Task directions
Wherever a line holds the word "water", copy that line from the data.

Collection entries
*** Begin section ***

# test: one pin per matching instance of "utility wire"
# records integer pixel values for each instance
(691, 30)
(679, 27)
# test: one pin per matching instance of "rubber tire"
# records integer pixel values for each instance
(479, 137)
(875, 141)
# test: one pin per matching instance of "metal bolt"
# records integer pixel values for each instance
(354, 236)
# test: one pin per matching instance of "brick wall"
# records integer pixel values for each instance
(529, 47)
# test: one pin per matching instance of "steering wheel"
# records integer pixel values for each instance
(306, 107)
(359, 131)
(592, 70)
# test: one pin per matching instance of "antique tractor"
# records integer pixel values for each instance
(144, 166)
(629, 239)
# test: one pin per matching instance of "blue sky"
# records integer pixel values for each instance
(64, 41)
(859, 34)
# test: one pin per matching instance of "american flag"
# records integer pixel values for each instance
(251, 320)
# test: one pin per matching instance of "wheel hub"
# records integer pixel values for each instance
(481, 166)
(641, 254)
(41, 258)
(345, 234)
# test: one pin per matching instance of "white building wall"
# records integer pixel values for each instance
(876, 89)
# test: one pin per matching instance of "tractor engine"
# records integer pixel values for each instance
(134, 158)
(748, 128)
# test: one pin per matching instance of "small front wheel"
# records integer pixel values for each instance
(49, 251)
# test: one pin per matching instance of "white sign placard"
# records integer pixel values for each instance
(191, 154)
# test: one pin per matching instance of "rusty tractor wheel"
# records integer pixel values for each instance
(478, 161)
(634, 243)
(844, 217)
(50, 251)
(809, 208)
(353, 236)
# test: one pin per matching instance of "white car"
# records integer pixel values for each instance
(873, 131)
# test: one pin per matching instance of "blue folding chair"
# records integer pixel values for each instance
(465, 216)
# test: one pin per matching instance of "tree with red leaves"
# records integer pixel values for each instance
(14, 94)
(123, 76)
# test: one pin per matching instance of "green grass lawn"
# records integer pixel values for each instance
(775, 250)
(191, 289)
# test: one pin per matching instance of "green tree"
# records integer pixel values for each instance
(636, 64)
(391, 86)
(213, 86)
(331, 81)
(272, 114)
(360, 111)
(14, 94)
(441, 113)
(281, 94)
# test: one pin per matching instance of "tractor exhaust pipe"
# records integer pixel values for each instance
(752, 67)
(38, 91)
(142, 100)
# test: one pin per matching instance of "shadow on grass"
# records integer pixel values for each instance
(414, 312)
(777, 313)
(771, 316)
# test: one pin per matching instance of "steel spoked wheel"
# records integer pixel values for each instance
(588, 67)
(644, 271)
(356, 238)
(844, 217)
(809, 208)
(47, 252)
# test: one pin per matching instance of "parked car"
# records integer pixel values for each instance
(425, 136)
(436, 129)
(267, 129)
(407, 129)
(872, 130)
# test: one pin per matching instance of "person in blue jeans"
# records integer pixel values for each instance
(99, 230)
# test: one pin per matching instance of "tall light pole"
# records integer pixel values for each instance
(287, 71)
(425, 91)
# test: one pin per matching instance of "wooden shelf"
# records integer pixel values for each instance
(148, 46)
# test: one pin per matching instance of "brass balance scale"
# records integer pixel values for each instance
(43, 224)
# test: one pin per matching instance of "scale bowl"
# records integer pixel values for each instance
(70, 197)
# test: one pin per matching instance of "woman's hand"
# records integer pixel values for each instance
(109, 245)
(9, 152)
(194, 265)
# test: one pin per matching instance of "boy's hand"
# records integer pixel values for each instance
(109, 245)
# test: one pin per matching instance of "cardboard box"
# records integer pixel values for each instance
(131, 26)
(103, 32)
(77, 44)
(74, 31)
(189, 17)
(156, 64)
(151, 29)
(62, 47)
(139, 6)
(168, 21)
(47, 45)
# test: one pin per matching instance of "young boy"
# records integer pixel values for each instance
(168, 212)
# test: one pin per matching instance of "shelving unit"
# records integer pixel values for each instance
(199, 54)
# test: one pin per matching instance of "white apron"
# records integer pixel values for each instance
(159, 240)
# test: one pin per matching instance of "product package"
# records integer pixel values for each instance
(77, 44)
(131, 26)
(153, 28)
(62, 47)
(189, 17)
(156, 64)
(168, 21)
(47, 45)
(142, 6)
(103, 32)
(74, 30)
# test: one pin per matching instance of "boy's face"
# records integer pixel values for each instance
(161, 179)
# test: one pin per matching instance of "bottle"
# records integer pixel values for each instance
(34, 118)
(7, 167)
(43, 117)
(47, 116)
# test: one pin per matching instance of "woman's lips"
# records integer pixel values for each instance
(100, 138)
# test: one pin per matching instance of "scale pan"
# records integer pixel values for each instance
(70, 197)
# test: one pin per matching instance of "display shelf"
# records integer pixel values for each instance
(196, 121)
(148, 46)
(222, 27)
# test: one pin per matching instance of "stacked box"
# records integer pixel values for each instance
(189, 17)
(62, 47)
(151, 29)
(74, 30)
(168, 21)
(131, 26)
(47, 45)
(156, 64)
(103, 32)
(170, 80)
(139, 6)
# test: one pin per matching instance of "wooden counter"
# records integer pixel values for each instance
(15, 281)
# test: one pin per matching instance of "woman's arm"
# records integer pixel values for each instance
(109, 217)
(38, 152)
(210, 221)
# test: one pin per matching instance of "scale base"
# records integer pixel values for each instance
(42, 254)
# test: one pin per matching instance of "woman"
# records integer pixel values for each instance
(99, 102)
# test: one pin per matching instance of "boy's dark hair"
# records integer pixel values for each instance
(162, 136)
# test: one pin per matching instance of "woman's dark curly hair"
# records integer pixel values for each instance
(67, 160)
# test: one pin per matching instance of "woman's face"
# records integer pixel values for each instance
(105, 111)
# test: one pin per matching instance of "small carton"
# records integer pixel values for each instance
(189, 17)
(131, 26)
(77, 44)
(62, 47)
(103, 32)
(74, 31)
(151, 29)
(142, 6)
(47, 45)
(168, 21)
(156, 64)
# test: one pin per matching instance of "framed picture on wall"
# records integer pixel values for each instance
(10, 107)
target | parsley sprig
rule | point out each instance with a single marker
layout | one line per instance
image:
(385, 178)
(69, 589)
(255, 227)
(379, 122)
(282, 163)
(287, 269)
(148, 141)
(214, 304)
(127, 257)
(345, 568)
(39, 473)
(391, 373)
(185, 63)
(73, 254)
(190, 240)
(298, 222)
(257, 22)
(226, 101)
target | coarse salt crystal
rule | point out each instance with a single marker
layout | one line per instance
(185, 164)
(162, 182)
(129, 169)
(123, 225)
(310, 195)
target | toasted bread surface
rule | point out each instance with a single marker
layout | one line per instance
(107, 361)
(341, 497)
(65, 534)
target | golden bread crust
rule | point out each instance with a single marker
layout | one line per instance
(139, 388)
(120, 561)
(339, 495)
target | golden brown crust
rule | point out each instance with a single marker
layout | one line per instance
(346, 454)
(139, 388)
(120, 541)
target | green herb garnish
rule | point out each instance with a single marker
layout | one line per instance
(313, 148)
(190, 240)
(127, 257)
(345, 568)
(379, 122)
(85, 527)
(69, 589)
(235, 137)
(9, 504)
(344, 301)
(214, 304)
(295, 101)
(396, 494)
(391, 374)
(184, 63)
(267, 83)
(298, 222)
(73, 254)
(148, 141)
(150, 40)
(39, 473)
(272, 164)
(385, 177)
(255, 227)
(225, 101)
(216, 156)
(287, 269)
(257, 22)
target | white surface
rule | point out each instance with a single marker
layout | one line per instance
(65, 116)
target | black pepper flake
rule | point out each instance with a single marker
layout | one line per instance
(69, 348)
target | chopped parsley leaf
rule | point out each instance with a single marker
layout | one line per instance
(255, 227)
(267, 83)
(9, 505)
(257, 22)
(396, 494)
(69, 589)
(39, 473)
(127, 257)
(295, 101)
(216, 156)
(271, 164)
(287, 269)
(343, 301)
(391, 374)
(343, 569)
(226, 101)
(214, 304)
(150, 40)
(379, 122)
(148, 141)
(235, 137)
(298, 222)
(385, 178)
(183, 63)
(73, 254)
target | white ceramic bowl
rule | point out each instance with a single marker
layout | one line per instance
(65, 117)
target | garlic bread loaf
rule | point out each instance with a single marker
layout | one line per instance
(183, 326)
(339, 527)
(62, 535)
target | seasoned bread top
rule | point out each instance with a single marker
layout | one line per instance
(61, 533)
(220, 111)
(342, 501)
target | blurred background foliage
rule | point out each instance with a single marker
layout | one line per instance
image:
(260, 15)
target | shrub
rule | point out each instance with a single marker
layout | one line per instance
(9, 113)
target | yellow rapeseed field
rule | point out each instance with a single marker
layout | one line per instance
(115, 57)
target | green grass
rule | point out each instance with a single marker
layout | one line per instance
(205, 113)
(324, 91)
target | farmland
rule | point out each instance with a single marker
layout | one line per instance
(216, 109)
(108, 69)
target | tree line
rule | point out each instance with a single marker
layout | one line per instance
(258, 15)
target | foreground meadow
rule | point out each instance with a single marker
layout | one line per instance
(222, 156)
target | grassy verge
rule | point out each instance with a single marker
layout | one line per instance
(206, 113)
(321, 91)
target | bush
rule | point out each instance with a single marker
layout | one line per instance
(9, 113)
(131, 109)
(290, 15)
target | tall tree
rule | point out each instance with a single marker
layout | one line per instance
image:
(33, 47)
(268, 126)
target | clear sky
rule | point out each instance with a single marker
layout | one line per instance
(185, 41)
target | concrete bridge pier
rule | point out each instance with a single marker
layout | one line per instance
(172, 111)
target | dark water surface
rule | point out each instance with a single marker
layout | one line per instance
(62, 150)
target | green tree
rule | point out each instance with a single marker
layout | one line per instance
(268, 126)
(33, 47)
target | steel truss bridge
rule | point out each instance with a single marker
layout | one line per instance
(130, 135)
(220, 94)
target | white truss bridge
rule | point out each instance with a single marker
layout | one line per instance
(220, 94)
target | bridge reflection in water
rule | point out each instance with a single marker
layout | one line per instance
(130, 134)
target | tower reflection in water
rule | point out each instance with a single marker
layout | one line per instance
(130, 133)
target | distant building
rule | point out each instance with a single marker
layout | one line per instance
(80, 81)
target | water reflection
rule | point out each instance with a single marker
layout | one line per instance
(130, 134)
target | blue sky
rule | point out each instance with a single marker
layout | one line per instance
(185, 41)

*** End section ***

Task output
target | dark water surface
target | bridge reflection in water
target | tower reflection in water
target | water reflection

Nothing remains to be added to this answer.